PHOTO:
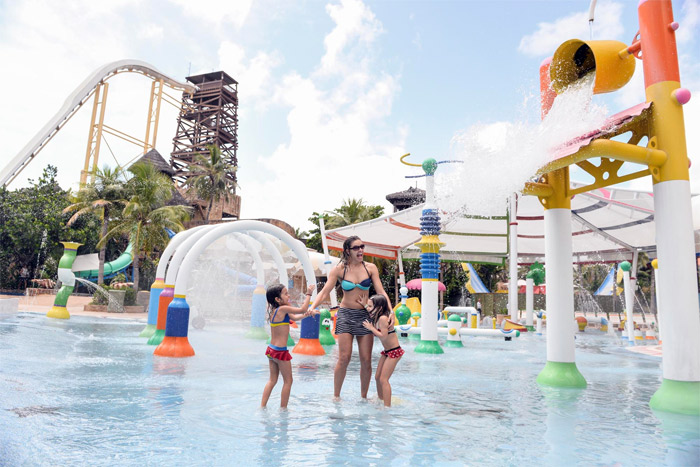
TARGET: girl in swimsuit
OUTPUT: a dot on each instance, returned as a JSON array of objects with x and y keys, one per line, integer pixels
[
  {"x": 355, "y": 278},
  {"x": 279, "y": 311},
  {"x": 380, "y": 327}
]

_What you have to do:_ Copy the lines above exactly, beginning at the line containing "OUTPUT: a dot" and stopping at the last line.

_Answer space:_
OUTPUT: a dot on each instance, returned as a JSON array of objects with x and y keys, one per line, integer pixels
[
  {"x": 355, "y": 278},
  {"x": 279, "y": 311},
  {"x": 380, "y": 327}
]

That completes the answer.